> Record excerpts:
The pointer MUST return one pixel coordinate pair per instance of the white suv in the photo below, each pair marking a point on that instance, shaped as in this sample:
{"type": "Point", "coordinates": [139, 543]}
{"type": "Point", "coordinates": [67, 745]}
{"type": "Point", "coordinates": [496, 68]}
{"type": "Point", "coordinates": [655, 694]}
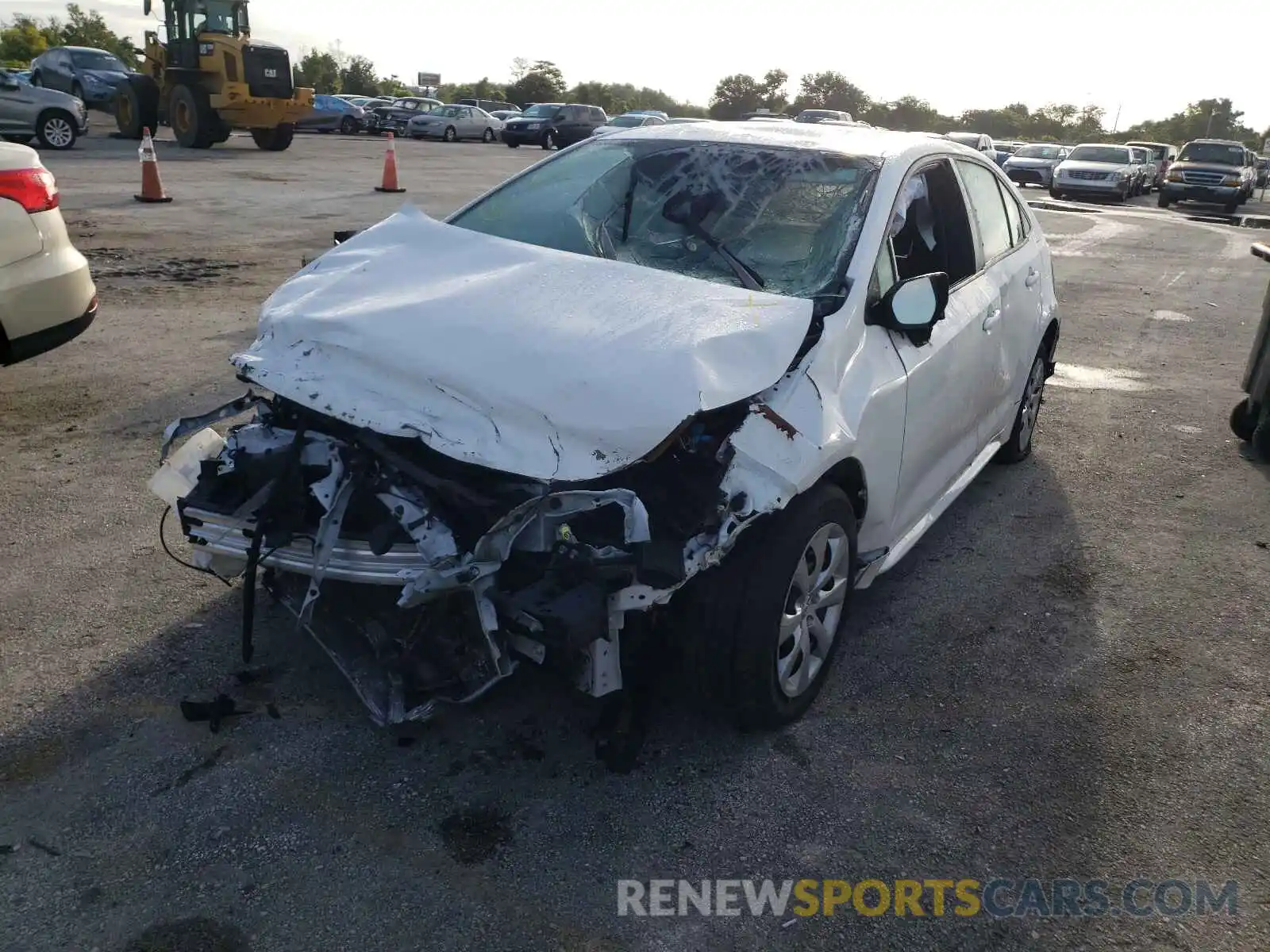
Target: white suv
{"type": "Point", "coordinates": [46, 292]}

> Exercise brief:
Apart from the pictures, every line above must be repeated exactly.

> Task response:
The pointer MUST return one pixel coordinate pair per instance of the white suv in the photo below, each pair marking a point on that instance, shaped as in this sample:
{"type": "Point", "coordinates": [139, 543]}
{"type": "Point", "coordinates": [67, 745]}
{"type": "Point", "coordinates": [496, 68]}
{"type": "Point", "coordinates": [655, 694]}
Target: white suv
{"type": "Point", "coordinates": [46, 292]}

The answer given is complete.